• Exercise goal:
Repeat word for word the opening stretch of the entries, from the first line through the line containing "Target: pale dry ground".

• Record extracts:
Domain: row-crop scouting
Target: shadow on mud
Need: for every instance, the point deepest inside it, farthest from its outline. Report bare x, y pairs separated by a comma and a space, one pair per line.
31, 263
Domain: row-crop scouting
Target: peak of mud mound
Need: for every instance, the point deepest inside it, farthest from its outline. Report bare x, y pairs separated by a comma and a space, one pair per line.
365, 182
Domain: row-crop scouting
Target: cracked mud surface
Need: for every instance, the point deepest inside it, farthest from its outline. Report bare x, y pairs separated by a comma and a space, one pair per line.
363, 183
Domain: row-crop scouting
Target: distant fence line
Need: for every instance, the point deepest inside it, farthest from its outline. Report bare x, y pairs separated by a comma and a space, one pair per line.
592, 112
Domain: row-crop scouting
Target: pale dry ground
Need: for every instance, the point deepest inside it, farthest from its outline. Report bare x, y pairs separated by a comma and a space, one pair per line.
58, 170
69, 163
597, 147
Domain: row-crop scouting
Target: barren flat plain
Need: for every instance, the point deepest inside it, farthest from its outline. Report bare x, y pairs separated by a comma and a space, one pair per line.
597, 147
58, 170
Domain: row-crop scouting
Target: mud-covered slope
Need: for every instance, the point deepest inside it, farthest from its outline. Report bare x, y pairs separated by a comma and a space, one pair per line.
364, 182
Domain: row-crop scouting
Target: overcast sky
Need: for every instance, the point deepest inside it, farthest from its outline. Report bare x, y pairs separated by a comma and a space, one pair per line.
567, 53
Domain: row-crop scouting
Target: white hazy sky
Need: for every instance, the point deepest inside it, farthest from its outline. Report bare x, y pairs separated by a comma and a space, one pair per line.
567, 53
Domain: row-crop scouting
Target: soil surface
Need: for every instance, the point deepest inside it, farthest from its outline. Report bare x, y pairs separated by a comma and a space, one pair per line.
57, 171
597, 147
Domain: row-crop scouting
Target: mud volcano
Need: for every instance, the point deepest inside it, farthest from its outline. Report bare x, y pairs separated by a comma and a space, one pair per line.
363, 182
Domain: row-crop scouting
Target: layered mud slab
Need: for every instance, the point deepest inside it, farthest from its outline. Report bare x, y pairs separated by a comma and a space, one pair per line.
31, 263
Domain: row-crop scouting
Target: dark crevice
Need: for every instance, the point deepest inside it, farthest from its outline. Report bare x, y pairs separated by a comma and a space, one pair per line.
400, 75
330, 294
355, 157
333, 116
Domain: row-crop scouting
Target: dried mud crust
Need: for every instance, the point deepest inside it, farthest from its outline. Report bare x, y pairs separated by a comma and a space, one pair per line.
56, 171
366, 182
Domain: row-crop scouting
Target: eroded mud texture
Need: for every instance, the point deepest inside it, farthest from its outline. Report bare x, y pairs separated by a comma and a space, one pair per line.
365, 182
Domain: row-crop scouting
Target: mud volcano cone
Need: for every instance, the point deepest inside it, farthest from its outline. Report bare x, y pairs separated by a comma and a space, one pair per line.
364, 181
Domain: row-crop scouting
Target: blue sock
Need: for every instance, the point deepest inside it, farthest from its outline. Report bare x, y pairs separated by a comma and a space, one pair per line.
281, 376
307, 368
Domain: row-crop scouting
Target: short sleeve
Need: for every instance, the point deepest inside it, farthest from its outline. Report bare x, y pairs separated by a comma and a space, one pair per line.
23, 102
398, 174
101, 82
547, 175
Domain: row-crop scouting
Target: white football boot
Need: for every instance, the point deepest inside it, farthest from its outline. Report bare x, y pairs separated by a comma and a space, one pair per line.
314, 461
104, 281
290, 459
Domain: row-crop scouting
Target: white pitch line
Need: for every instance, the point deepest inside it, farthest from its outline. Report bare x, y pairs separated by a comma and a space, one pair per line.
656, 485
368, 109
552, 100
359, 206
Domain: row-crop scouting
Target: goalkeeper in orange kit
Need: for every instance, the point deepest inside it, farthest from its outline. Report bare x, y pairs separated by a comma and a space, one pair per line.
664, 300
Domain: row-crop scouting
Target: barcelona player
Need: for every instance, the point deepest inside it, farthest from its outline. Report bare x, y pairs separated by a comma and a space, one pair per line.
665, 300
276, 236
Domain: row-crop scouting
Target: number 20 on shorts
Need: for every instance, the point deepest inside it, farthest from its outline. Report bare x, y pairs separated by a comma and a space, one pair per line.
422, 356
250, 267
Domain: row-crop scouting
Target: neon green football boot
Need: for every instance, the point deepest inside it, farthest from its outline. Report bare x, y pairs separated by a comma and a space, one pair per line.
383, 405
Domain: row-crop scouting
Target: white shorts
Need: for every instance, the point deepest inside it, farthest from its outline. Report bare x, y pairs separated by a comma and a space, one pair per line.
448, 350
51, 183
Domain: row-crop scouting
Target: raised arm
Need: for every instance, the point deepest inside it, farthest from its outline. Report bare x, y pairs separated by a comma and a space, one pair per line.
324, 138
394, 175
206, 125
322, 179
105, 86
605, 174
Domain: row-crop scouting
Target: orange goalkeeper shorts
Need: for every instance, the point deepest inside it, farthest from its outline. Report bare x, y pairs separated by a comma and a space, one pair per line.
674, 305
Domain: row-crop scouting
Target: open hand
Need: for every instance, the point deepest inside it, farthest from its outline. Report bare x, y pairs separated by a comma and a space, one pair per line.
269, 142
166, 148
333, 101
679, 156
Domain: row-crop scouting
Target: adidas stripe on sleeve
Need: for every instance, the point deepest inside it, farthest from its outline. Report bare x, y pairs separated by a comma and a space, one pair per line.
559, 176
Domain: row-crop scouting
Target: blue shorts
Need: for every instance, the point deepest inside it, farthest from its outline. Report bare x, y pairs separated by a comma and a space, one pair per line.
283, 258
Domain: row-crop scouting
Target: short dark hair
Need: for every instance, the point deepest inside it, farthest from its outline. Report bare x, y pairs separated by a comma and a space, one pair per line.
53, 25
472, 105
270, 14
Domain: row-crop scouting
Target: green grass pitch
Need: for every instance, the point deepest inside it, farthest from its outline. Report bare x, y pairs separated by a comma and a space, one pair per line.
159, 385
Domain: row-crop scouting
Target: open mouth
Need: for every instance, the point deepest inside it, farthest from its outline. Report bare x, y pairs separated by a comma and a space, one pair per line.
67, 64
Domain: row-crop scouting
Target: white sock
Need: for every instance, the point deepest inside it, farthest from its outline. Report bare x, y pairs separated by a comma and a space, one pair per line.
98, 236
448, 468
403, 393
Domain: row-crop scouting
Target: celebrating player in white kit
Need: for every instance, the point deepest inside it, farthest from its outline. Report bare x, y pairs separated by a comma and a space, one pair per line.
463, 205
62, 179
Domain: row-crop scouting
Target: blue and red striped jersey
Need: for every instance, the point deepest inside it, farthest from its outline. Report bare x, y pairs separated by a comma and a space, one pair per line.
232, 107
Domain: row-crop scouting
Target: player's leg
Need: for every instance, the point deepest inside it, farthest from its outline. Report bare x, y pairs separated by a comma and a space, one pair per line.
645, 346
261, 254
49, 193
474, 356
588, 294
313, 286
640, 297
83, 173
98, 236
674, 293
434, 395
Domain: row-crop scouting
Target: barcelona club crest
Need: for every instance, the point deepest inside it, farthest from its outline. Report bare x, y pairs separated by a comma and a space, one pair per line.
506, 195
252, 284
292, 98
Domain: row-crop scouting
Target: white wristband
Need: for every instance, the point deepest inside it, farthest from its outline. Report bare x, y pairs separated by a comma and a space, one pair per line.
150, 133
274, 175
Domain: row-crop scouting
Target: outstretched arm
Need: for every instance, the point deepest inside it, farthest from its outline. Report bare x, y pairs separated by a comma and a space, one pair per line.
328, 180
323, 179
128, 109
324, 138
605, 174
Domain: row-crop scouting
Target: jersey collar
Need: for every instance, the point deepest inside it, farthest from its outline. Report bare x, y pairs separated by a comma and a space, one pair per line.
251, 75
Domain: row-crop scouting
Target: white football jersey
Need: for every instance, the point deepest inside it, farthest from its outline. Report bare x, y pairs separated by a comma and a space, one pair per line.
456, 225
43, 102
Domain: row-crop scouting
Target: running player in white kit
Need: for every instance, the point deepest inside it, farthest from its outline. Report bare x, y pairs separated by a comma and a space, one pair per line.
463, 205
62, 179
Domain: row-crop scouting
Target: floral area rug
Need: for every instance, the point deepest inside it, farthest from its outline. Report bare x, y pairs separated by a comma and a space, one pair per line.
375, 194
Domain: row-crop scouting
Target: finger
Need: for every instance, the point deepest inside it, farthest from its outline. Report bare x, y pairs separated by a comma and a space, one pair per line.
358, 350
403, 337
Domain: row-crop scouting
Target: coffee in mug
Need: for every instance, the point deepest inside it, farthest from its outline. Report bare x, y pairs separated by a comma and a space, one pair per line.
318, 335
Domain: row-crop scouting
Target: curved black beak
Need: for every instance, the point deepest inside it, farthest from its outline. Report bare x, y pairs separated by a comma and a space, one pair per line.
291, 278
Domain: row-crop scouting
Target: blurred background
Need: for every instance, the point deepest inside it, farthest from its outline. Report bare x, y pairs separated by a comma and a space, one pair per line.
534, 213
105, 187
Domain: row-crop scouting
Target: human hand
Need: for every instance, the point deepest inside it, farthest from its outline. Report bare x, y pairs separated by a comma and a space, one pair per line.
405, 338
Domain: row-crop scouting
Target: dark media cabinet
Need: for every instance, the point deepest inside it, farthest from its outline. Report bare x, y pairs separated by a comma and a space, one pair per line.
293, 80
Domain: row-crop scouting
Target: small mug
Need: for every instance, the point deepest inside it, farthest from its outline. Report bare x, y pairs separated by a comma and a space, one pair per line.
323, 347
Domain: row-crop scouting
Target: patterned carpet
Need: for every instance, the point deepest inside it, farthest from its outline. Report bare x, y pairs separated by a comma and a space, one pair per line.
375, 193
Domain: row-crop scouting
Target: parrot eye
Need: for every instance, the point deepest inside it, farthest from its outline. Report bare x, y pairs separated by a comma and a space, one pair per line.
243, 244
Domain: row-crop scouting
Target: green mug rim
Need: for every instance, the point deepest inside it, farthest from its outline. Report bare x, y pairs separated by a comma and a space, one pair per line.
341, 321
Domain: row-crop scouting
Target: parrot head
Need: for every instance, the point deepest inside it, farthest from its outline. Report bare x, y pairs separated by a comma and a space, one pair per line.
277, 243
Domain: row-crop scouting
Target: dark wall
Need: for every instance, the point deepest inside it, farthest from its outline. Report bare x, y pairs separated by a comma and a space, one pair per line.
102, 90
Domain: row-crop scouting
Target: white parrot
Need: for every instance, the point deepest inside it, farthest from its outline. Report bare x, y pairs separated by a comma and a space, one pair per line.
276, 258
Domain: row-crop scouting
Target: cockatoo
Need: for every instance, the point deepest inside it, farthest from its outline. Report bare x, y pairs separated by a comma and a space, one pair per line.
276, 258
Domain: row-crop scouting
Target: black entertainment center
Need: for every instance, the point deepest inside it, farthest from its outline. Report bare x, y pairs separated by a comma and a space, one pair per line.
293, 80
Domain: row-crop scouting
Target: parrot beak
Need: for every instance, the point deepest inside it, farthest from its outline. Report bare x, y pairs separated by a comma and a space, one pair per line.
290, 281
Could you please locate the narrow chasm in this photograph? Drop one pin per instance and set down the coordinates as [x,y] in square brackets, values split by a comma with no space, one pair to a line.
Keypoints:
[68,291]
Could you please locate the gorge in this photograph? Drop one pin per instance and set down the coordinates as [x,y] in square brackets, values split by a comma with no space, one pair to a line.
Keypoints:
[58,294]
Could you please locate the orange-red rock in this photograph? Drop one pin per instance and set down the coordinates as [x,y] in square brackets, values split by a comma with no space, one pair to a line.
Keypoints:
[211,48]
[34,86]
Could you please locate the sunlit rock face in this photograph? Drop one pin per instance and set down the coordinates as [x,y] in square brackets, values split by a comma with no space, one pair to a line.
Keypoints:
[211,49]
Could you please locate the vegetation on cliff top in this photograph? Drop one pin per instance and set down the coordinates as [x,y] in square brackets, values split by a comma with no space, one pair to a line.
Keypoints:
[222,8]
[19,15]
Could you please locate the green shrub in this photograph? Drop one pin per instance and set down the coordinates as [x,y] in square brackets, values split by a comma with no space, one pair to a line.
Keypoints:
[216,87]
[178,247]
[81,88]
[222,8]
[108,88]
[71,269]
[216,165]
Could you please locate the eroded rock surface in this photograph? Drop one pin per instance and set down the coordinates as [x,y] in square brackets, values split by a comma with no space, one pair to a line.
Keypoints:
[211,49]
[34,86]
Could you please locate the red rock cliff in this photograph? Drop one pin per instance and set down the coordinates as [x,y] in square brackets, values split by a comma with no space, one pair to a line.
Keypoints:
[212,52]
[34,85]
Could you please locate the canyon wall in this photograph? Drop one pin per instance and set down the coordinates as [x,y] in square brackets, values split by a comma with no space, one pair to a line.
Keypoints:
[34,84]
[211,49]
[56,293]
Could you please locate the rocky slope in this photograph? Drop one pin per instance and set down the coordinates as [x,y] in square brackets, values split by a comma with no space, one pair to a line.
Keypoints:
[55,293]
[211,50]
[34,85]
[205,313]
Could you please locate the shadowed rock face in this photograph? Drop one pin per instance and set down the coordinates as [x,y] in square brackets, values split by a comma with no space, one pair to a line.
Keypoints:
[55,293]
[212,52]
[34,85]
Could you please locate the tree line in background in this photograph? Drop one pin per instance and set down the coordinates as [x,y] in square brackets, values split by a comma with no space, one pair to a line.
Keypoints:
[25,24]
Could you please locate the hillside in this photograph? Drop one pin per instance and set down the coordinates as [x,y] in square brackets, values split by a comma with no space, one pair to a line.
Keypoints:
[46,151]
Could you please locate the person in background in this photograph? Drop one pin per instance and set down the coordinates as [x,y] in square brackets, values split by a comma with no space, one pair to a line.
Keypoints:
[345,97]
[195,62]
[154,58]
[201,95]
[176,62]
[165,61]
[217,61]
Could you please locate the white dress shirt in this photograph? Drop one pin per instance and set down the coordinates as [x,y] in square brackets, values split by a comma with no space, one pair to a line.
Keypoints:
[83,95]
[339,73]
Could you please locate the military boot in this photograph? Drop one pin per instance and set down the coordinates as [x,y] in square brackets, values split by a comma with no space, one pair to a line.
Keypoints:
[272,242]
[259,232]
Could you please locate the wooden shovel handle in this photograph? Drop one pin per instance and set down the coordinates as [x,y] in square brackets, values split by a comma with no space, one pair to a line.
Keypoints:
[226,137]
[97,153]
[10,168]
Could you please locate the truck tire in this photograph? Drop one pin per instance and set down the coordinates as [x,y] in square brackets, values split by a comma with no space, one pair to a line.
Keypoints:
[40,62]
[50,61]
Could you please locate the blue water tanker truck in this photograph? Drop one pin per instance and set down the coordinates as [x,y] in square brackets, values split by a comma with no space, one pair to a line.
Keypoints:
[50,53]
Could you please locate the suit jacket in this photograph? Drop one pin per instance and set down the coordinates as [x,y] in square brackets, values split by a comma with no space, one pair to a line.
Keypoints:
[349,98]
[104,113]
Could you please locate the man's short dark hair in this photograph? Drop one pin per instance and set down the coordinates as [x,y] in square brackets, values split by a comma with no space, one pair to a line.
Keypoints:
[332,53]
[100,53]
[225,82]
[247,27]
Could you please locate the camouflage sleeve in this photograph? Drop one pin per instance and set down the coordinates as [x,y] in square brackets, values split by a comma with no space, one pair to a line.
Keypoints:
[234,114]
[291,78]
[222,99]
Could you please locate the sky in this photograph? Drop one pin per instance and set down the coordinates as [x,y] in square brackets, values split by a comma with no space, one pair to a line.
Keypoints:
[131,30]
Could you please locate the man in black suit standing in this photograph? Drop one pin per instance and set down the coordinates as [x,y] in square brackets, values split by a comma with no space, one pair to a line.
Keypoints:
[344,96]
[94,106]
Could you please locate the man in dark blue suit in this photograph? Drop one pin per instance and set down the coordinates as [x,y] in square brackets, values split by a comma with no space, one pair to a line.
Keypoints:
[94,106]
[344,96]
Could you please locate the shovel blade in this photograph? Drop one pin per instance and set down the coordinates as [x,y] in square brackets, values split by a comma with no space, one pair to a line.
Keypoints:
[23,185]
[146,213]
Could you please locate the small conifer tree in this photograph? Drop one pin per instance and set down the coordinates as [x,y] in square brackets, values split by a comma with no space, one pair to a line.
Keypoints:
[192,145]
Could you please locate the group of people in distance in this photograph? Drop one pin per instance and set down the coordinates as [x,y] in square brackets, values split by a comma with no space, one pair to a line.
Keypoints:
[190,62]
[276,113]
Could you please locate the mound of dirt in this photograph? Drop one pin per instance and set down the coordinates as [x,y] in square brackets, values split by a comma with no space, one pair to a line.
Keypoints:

• Task solution:
Domain: row-crop scouting
Target: shadow on mud
Need: for every instance, the point deepest inside it, farthest from its outline. Report bare x, y pairs separated by a comma and a space, one pair per line.
31, 263
Domain: row-crop scouting
Target: peak of mud mound
Need: for every instance, the point deepest inside it, farthest from its outline. Report bare x, y pairs separated by a comma and a space, one pair per line.
365, 182
Domain: row-crop scouting
Target: cracked mud surface
Need: for every instance, the point deepest inside it, farthest from its outline. Report bare x, y pairs separated by a comma and a space, one pair per line.
363, 183
Domain: row-crop scouting
Target: distant fence line
Need: for every instance, the point deepest inside it, farthest from its outline. Report bare x, y pairs separated by a comma and a space, one pair per line.
592, 112
Domain: row-crop scouting
Target: pale dry ground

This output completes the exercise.